- [Exercise] Please copy each line in the records below that contains the string "maple".

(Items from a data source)

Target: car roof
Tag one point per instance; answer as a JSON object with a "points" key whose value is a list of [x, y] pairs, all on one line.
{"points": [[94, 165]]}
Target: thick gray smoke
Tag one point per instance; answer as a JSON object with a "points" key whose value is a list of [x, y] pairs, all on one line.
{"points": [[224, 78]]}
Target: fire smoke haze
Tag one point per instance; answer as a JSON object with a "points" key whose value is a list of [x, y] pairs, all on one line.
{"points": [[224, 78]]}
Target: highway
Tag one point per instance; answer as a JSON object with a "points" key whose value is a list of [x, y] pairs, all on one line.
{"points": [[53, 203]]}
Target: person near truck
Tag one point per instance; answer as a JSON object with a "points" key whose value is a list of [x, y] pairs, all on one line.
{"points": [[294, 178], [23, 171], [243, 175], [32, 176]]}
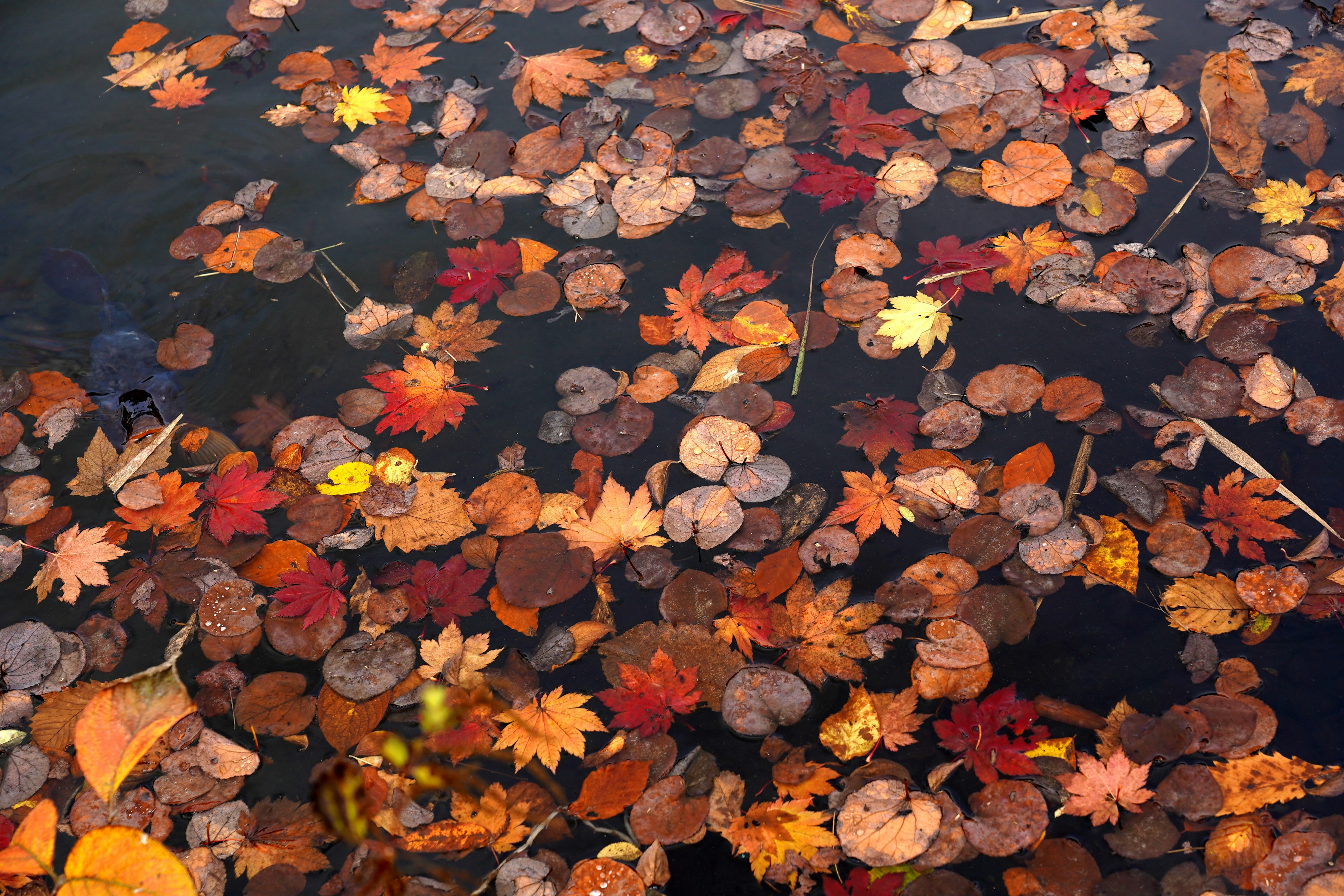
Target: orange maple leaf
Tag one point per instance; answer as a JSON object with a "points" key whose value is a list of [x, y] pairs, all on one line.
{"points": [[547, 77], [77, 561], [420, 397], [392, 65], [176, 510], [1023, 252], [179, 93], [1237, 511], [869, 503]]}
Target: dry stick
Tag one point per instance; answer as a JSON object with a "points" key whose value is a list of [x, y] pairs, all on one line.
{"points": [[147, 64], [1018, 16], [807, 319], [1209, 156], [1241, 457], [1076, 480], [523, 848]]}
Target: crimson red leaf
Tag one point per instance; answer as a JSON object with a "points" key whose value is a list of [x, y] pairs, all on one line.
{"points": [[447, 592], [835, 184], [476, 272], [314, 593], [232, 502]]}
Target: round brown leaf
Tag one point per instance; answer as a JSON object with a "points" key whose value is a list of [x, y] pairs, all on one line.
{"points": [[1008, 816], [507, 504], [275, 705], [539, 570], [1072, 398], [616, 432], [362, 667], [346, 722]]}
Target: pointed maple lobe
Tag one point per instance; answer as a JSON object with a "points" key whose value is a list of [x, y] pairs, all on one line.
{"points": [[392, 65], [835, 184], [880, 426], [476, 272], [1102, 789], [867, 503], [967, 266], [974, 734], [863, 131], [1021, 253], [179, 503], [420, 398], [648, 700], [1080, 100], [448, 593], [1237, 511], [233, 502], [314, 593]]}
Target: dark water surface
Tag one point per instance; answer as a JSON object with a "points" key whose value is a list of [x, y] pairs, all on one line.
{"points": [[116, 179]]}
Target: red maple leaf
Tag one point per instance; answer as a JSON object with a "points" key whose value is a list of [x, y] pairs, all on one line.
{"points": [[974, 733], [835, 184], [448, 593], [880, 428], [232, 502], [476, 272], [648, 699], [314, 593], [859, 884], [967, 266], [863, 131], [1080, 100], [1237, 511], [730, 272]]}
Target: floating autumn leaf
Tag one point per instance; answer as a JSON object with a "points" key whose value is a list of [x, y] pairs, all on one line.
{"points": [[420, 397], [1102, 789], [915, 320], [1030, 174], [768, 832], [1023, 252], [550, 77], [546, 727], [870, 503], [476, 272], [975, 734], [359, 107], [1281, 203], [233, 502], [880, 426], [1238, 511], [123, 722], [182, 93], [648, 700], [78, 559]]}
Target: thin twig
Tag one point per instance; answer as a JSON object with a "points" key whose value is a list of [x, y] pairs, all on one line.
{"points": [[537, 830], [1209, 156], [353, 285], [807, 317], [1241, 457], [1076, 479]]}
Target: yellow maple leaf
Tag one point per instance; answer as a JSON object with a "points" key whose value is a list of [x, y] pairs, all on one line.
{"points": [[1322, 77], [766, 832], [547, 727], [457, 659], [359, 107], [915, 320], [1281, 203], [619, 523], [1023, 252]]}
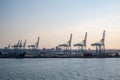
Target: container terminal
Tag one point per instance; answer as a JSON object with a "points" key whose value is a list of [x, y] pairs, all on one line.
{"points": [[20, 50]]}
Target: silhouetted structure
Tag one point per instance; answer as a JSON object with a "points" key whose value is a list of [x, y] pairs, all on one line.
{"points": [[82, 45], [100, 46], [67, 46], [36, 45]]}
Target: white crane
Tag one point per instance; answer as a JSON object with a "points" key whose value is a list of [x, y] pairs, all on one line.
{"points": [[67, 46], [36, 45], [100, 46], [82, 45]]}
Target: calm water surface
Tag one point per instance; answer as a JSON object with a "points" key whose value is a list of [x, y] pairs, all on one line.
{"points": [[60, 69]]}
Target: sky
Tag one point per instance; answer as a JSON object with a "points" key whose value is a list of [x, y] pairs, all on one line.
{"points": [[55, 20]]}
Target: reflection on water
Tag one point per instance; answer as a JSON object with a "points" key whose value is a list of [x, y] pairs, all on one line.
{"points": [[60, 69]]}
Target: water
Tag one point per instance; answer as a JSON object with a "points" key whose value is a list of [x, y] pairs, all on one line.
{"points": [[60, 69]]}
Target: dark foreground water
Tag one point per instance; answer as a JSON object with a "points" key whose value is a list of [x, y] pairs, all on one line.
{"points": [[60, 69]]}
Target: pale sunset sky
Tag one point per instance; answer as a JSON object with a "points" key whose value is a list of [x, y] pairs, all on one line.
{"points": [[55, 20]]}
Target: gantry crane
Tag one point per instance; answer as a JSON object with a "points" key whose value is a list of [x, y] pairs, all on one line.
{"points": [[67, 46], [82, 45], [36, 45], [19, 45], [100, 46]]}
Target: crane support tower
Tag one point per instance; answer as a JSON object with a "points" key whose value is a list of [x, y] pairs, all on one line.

- [Response to the exercise]
Target: orange maple leaf
Target: pointed maple lobe
Target: red maple leaf
Target: yellow maple leaf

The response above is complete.